(TASK DESCRIPTION)
In the records below, find the line containing "For each instance of the metal picket"; copy exactly that line and all lines after it to the end, and nothing else.

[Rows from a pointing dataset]
= = = = = = =

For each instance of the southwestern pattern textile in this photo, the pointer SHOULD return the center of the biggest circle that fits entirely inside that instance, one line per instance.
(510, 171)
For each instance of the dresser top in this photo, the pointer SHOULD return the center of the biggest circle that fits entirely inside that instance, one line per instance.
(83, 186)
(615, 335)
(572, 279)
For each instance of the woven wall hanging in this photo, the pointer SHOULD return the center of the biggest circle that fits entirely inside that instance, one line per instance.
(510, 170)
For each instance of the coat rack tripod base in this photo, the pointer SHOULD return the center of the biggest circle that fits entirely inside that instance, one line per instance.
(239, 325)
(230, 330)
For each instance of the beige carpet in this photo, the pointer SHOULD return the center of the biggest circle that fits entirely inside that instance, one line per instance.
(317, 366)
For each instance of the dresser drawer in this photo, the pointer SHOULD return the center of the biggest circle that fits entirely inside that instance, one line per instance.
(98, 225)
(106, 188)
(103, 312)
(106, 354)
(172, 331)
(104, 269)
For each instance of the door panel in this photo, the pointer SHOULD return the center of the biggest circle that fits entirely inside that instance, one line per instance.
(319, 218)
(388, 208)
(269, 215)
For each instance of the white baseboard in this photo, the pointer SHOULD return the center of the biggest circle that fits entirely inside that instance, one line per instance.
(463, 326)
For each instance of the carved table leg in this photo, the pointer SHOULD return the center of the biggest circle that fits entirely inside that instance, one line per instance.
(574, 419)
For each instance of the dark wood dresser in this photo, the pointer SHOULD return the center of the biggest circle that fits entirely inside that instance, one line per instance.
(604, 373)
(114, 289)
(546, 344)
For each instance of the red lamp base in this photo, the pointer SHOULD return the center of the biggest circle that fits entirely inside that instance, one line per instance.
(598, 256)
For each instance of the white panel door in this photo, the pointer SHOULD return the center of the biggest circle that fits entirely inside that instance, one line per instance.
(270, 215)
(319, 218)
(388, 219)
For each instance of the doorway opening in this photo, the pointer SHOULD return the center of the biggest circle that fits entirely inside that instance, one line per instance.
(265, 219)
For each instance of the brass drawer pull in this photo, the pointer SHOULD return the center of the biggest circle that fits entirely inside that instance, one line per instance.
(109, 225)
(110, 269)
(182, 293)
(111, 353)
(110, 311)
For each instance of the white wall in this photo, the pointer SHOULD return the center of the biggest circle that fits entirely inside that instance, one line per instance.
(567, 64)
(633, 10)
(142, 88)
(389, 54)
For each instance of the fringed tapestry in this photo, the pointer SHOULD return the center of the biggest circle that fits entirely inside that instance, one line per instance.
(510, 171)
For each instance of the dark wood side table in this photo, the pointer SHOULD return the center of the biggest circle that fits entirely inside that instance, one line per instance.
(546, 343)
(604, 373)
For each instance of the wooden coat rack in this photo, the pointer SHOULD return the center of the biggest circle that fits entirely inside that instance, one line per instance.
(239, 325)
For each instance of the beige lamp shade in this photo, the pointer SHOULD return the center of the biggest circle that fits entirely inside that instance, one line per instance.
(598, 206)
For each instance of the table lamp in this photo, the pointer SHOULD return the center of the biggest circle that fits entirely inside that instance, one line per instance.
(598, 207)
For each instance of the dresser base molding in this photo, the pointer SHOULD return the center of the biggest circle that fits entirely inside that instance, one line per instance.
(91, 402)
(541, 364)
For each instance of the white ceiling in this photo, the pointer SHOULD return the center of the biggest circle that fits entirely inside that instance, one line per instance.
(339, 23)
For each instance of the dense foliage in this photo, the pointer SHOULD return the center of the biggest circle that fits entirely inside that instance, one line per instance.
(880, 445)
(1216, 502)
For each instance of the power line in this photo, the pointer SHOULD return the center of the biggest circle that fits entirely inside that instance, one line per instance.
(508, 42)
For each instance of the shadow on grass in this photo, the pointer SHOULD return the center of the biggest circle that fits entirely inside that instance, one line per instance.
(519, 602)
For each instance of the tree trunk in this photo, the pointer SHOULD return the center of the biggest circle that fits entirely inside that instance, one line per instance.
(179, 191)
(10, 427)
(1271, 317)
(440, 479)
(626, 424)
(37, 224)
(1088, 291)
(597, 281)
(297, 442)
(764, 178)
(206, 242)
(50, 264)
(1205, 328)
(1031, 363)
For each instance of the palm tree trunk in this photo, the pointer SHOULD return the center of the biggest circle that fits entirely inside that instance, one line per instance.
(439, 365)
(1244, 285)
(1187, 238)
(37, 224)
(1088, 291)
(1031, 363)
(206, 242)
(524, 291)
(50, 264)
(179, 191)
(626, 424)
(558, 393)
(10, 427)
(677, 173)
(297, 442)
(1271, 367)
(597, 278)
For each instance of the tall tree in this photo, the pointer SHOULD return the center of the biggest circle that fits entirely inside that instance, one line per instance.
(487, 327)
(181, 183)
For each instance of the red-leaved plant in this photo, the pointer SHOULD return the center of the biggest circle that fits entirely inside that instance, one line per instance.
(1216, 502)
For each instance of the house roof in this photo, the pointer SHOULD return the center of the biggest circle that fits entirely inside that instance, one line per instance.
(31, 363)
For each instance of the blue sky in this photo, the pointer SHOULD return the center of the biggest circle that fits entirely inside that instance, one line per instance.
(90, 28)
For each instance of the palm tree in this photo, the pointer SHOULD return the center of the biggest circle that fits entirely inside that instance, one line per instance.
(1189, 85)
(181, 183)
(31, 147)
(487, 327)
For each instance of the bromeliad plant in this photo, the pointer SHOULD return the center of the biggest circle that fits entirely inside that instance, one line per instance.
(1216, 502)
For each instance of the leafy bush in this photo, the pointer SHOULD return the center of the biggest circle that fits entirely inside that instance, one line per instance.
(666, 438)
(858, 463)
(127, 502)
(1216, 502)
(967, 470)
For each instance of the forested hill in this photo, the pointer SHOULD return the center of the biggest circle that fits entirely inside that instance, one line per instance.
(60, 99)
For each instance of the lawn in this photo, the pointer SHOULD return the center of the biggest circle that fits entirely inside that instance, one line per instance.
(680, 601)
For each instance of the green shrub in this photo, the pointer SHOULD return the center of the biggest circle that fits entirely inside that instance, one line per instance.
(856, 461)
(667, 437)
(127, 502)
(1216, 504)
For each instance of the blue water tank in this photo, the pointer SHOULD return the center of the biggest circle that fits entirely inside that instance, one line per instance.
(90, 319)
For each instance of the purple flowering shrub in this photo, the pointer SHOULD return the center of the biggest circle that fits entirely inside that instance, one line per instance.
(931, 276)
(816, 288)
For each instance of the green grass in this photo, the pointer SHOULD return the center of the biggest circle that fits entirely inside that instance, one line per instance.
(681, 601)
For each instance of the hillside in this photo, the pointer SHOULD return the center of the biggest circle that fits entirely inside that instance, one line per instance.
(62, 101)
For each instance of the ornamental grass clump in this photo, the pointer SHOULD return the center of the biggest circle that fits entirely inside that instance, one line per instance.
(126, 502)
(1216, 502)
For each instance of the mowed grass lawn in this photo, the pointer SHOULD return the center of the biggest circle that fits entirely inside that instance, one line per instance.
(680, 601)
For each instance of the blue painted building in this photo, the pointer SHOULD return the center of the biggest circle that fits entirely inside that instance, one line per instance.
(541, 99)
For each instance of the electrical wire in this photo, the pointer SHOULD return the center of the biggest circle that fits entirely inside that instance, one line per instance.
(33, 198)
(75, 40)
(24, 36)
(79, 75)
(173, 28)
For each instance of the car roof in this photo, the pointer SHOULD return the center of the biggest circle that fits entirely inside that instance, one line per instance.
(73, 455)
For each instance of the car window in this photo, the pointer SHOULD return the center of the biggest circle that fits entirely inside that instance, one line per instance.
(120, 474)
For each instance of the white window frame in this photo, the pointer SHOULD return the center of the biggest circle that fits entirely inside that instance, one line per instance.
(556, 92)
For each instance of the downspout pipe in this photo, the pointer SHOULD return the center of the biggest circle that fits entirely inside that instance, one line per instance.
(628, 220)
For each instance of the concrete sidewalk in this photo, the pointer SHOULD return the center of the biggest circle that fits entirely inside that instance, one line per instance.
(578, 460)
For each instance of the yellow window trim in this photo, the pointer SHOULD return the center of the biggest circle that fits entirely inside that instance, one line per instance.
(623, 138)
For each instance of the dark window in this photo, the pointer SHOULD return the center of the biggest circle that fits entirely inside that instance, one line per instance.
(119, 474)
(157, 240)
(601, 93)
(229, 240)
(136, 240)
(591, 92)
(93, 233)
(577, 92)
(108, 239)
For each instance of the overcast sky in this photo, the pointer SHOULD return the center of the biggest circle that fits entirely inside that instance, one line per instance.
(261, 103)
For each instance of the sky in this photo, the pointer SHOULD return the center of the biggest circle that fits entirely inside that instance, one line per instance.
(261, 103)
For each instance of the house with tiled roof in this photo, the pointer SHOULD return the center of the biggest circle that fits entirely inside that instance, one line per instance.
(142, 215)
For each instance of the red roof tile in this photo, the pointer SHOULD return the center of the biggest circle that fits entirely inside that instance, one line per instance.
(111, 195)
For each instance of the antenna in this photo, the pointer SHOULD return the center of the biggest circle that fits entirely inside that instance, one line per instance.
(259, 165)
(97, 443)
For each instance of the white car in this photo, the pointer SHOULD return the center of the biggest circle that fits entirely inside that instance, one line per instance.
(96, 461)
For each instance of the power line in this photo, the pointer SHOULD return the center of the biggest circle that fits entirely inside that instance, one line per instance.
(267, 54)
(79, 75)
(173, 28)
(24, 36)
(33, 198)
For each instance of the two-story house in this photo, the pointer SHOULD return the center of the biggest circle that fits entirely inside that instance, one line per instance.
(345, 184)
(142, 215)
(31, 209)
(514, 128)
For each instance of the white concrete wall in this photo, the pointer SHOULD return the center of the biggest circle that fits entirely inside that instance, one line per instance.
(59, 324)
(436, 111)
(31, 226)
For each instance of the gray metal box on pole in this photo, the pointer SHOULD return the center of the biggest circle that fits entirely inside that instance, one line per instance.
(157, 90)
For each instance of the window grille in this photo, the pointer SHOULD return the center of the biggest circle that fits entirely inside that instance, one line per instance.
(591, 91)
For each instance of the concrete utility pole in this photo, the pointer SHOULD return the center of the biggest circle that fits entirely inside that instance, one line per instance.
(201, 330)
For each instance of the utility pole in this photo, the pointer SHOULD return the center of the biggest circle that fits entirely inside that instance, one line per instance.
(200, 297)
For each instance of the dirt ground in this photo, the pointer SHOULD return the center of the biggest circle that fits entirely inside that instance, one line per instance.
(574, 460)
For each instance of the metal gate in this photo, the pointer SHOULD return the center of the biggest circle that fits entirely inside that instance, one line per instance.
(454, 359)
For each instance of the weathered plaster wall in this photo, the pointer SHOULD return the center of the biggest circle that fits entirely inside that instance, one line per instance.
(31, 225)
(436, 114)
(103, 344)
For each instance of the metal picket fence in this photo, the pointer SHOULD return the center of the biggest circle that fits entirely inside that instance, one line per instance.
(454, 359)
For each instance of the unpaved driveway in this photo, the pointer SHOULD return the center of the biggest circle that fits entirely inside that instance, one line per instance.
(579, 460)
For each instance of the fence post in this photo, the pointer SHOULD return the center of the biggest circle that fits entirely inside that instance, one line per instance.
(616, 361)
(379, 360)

= = = = = = =

(FINAL RESULT)
For each instance of the metal picket fence in this photo, the pointer SHOULD return the center of the biggest circle that fits entirely inside that instance, one line per instance.
(454, 359)
For each instance of the unpaved driveway in this photo, the pointer SHOULD return the center of the biggest circle that fits entirely inside that instance, one line per instance.
(579, 460)
For each instance of the fence post in this photo, the pointer SHOULD return the center of the biggest circle that fits entirely inside that instance, one line per instance.
(616, 361)
(379, 360)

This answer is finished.